Het Hof van Justitie heeft hieraan herinnerd in zijn arrest van 12 mei. Het heeft slechts een uitzondering gemaakt voor de zogenaamde niet‐aanzienlijke uitgaven. Het was van oordeel dat in de tijd beperkte acties of acties met een beperkt bedrag toch aanzienlijke uitgaven konden zijn. Het voorstel voor een interinstitutioneel akkoord stemt niet overeen met dit besluit van het Hof. Het plant proefprojecten van experimentele aard, voorbereidende acties, specifieke acties. Zoals mijn collega, de heer Georges Berthu, ook al beklemtoonde, kunnen we ons goed voorstellen dat aldus specifieke acties voor een aanzienlijk bedrag zonder rechtsgrondslag worden uitgevoerd.
Dan is er nog de princiepskwestie. Deze princiepskwestie is heel eenvoudig. Het kan niet langer dat de Europese Unie gedoemd is tot de praktijk van interinstitutionele akkoorden zoals we die op dit ogenblik kennen. Men eist Verdragen, men verzoekt het Parlement deze Verdragen te ratificeren, maar men weigert de volkeren het recht om zich over de Verdragen uit te spreken met behulp van interinstitutionele akkoorden, die inderdaad niet ter goedkeuring aan de bevolking of de nationale parlementen worden voorgelegd. Men voegt zaken toe, men wijzigt en verandert de Verdragen.
(Applaus)
‐Echelon‐systeem
Crampton (PSE), schriftelijk. – (EN) Het voortreffelijke STOA‐werkdocument getiteld „Een beoordeling van technologieën van de politieke controle” heeft naar mijn mening niet de aandacht gekregen die het verdient. En dat geldt zeker voor de Commissie die geen kennis zegt te hebben van enigerlei overeenkomst op dit vlak, terwijl bekend is dat er in 1995 door de EU‐landen een memorandum van overeenstemming is ondertekend dat nog steeds niet openbaar is gemaakt. Het lijkt mij dan ook dat alleen de groene fractie blijk geeft van echt inzicht in de problematiek.

** OPDRACHT 1 **
Vat de leestekst samen in twee zinnen.

** TE VERWERKEN RECORDS **
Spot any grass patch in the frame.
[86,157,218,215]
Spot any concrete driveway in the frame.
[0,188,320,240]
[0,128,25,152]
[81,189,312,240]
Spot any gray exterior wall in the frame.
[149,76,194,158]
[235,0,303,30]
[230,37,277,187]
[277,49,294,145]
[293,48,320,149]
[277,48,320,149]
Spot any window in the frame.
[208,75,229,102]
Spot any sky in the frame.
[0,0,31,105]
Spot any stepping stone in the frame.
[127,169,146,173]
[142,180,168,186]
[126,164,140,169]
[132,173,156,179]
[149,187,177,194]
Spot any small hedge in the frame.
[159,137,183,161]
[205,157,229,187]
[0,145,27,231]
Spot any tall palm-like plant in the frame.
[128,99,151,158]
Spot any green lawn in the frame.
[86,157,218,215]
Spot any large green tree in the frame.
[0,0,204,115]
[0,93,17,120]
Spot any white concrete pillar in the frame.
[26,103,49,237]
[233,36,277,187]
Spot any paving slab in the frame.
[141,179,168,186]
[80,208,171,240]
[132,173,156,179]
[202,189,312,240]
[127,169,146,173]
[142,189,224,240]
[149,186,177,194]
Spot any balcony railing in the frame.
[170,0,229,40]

** OPDRACHT 2 **
Citeer uit de records letterlijk alle regels tussen de regel met "Spot any tall palm-like plant in the frame." en de regel met "[149,186,177,194]", beide inbegrepen.

** OPLOSSING 1 **
Het voorstel voor een interinstitutioneel akkoord stemt volgens de spreker niet overeen met het arrest van het Hof van Justitie van 12 mei, dat alleen een uitzondering maakte voor niet-aanzienlijke uitgaven. Daarnaast wordt de praktijk van interinstitutionele akkoorden afgewezen omdat die niet aan de bevolking of de nationale parlementen worden voorgelegd, en stelt Crampton in een schriftelijke verklaring over het Echelon-systeem dat het STOA-werkdocument over technologieën van politieke controle niet de aandacht heeft gekregen die het verdient.

** OPLOSSING 2 **
Spot any tall palm-like plant in the frame.
[128,99,151,158]
Spot any green lawn in the frame.
[86,157,218,215]
Spot any large green tree in the frame.
[0,0,204,115]
[0,93,17,120]
Spot any white concrete pillar in the frame.
[26,103,49,237]
[233,36,277,187]
Spot any paving slab in the frame.
[141,179,168,186]
[80,208,171,240]
[132,173,156,179]
[202,189,312,240]
[127,169,146,173]
[142,189,224,240]
[149,186,177,194]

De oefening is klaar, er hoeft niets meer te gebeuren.